_Extract provided_:

=======

Cannot prevent controlling the breath - absolute beginner.
mindfullness of breathing
8/11/10 5:11 PM

I have been attempting to meditate for a little over a year, on and off.
I initially stumbled into meditation quite by accident but using one of the guided meditations by Shinzen Young (on Science of Enlightenment) I discovered within a few days that my relationships with others improved immensely - the emotional edge (ego/politics) disappeared from discussions and my concentration was much more focussed at work.

If that is all that meditation could do for me then that alone would still be enough reason to continue with the practice.
Unfortunately that little positive situation did not last for long - a few weeks at most.

Not wanting to be reliant on mp3's, I looked to learn how to meditate by myself and so went to a Goenka retreat last Xmas. Goenka's retreat appeals to me on several grounds - the price and ostensibly secular setup being the main reasons.
Whilst I experienced a lot of positeve things during the retreat, I never felt I got any actual instruction and on leaving course was more confused than when I'd arrived. Having just read through the first 60 pages of Daniel Ingram's book I feel I have learned everything I should have either have known before I went on the retreat or at least learned while I was there. I don't blame the way the retreat is run however, and intend to repeat it again at the end of the year - forewarned is forearmed.

=======

_Data rows_:
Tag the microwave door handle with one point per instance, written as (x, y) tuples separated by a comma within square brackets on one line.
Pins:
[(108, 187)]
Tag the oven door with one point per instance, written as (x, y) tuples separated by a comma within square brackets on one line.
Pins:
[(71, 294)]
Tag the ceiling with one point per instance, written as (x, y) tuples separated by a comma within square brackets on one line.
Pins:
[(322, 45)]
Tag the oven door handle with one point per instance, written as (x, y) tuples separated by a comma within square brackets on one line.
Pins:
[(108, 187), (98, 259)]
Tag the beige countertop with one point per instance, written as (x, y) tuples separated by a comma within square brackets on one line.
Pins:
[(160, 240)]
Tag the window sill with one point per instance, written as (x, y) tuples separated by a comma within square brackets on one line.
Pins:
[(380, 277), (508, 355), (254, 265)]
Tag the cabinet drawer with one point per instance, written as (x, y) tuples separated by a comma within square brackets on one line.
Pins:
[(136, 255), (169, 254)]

=======

_Exercises to complete_:
**1)** According to the meditation post, what are the main reasons the Goenka retreat appeals to the writer?
**2)** Return the part of the meditation post that begins at the words "mindfullness of breathing" and stops after "weeks at most.".
**3)** Resume the meditation post, picking up right after its last sentence.
The lines above come from a different source than the meditation post.

_Solved tasks_:
**1)** The price and the ostensibly secular setup.

**2)**
mindfullness of breathing
8/11/10 5:11 PM

I have been attempting to meditate for a little over a year, on and off.
I initially stumbled into meditation quite by accident but using one of the guided meditations by Shinzen Young (on Science of Enlightenment) I discovered within a few days that my relationships with others improved immensely - the emotional edge (ego/politics) disappeared from discussions and my concentration was much more focussed at work.

If that is all that meditation could do for me then that alone would still be enough reason to continue with the practice.
Unfortunately that little positive situation did not last for long - a few weeks at most.

**3)**
Anyway, apologies for such a long winded description of my background but it might give a better idea of where I'm at.

The problem is I cannot stop controlling my breath.
At no point during the retreat or since have I been unable to not control my breathing (except when my mind wanders).
I am either inhaling or exhaling without pause, or on the rare occassion I am able to break free and wait at the top of the breath, I hover, aware that even the act of not breathing is being controlled, and rather quickly break cover and initiate the next breath. All the while I find that I am frustrated, angry and distraught that I cannot end this seemingly vicious cycle.
Interestingly though, I do always feel more relaxed and 'quieter' after I sit - otherwise I think I'd have given up by now.

I suspect that what I'm facing is probably what everyone else faces when they first start to practise, but I have searched high and low online (including the discussions on this site) without finding anything beyond vague statements such as 'simply observe the breath', which is either really simple and I'm not getting it, or not so simple after all.

I look forward to any suggestions you might have.


Colin S.

RE: Cannot prevent controlling the breath - absolute beginner.
8/11/10 8:57 PM as a reply to Colin S.
Hey Colin,

Welcome to the DhO!

I assume what you're describing is common enough. I've definitely experienced it myself on and off throughout my practice. When I was having a hard time with this at a retreat, I asked the teacher for advice he suggested something like this: breath in, breath out, focus on your feet (or anything else that's away from the breath) and then try to catch up with the breath on the next in-breath. Other things that may work: relax! (I find this to be generally good advice); holding your breath until it forces itself out, at this point you might find it easier to let go since the breath already started going on its own; focusing on something else (e.g. feet) for a short while until the breath gets into a comfortable rhythm then slowly, gently, resting your attention on the breath.

Hope this helps,

RE: Cannot prevent controlling the breath - absolute beginner.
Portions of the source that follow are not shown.